[The problem] The required output consists solely of the lines from the line containing "As a warehouse robot's perception module, locate jacket" through the end of the records, copied exactly.

* Start *

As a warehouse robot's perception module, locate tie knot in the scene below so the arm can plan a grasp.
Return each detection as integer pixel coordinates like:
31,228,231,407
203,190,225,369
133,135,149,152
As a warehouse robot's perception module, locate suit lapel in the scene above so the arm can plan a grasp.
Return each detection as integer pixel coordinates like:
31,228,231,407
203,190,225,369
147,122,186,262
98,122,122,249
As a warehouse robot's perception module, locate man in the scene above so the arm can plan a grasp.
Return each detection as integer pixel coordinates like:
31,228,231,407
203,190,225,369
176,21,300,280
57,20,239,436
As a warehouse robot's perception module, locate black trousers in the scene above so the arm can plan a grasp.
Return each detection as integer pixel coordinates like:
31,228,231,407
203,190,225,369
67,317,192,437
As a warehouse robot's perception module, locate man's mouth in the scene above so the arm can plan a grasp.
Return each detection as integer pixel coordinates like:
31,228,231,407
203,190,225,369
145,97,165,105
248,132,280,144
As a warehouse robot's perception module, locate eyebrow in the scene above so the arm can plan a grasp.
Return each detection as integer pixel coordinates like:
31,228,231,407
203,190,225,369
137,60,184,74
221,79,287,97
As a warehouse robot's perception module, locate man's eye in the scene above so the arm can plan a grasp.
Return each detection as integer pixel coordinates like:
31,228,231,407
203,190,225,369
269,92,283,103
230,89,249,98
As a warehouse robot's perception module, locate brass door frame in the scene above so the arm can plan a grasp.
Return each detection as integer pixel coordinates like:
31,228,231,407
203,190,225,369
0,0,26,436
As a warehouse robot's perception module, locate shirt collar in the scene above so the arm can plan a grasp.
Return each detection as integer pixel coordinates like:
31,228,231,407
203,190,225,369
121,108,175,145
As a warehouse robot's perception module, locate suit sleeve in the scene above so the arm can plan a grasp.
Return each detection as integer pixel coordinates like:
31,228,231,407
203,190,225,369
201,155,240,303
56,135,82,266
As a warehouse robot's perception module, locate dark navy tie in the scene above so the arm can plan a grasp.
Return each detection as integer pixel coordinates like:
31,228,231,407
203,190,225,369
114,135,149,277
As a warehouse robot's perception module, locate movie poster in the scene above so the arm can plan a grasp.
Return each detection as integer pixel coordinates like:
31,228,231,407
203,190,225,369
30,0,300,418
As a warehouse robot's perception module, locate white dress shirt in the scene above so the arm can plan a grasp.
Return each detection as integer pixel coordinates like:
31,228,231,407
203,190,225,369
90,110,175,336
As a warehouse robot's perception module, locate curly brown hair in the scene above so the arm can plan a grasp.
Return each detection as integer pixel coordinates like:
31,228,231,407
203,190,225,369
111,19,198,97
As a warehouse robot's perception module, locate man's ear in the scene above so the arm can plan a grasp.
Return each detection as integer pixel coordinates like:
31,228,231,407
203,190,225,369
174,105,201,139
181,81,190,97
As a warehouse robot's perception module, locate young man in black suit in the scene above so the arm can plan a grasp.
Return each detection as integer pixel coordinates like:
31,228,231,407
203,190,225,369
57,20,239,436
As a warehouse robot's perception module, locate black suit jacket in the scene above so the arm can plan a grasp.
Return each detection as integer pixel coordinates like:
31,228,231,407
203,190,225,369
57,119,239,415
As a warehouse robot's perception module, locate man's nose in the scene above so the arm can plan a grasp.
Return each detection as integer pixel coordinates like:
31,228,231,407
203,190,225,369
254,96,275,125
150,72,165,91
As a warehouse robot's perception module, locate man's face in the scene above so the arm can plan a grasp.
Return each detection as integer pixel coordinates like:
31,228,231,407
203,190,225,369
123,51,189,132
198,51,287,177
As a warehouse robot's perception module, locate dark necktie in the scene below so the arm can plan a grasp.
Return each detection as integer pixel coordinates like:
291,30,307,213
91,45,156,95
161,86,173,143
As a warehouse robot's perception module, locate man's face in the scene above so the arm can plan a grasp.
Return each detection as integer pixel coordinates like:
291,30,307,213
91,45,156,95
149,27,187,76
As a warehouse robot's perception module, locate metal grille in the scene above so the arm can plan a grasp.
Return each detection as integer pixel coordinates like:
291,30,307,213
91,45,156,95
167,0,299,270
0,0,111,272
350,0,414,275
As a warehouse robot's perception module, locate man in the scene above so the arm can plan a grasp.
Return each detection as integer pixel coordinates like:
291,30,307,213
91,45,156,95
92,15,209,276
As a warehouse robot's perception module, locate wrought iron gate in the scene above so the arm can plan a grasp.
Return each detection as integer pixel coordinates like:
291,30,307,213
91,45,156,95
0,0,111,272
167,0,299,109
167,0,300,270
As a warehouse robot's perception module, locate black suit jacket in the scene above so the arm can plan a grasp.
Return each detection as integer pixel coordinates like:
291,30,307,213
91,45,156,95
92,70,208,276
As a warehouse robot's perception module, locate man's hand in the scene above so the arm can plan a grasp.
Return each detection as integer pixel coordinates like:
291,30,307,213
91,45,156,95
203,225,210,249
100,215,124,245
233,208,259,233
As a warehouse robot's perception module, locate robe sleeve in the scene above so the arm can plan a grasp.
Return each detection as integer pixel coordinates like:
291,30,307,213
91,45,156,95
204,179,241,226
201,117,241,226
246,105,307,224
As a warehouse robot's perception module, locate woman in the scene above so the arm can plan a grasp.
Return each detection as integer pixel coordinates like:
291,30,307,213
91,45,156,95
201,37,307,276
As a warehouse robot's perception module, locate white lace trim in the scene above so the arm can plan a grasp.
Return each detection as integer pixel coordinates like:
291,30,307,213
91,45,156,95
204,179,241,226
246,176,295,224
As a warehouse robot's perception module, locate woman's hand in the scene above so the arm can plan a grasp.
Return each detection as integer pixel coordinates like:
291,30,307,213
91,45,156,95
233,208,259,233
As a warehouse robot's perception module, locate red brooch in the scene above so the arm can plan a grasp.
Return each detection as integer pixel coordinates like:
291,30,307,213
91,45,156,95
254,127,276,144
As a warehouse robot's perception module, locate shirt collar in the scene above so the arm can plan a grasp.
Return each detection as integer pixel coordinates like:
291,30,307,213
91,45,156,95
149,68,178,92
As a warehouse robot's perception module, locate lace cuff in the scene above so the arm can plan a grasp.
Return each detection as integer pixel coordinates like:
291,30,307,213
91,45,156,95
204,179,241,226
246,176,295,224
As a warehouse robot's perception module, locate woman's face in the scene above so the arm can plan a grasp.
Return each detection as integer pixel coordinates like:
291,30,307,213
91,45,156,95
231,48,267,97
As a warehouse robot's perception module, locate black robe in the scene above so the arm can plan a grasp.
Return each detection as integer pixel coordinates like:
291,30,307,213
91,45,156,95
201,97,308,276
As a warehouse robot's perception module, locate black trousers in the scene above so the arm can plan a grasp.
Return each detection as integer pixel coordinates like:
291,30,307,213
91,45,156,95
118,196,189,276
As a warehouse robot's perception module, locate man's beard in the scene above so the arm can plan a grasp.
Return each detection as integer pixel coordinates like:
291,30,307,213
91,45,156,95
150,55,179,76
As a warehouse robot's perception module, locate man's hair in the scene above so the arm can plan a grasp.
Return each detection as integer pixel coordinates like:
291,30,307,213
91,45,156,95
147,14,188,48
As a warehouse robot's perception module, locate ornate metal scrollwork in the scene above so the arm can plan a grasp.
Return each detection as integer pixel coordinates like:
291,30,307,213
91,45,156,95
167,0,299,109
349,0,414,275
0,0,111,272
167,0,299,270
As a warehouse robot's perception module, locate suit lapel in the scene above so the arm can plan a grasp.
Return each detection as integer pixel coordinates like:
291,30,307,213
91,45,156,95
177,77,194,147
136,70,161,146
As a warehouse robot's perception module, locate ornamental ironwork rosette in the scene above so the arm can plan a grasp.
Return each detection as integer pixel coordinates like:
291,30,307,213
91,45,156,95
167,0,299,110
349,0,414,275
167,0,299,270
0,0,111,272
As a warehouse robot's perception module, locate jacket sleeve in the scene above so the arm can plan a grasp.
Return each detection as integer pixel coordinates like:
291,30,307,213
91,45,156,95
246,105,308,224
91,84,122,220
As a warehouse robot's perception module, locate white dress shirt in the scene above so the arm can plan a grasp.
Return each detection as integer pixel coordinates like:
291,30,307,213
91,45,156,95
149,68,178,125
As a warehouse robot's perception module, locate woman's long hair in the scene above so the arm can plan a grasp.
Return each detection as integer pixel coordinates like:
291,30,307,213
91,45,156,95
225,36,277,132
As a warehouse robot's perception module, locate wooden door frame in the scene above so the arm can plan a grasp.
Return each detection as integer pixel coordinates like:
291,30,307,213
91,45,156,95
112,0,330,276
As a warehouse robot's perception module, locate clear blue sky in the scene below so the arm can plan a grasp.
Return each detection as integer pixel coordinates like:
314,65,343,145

* End *

[Exercise solution]
As a warehouse robot's perception module, locate jacket sleeve in the scene above so the arm can plan a grasp.
Return each detection as integer pixel coordinates like:
291,30,307,213
91,45,156,95
246,105,308,224
91,84,122,220
As a warehouse robot's perception module, locate white dress shirt in the scene above so the arm can plan a grasp.
Return each detection as integer pixel coordinates like:
291,30,307,213
91,45,156,95
149,68,178,125
As a warehouse robot's perception module, locate woman's long hair in the scene above so the arm can plan a grasp.
Return each detection as integer pixel coordinates like:
291,30,307,213
91,45,156,95
225,36,277,132
As a warehouse robot's perception module, locate wooden door frame in the scene above so the arm can plan a grasp.
Return each detection as integer pixel coordinates like:
291,30,307,213
91,45,156,95
112,0,330,276
As a warehouse robot's perception module, locate clear blue sky in the scene below so the arm can plan a grasp.
Return each detection as integer pixel coordinates like:
314,65,343,145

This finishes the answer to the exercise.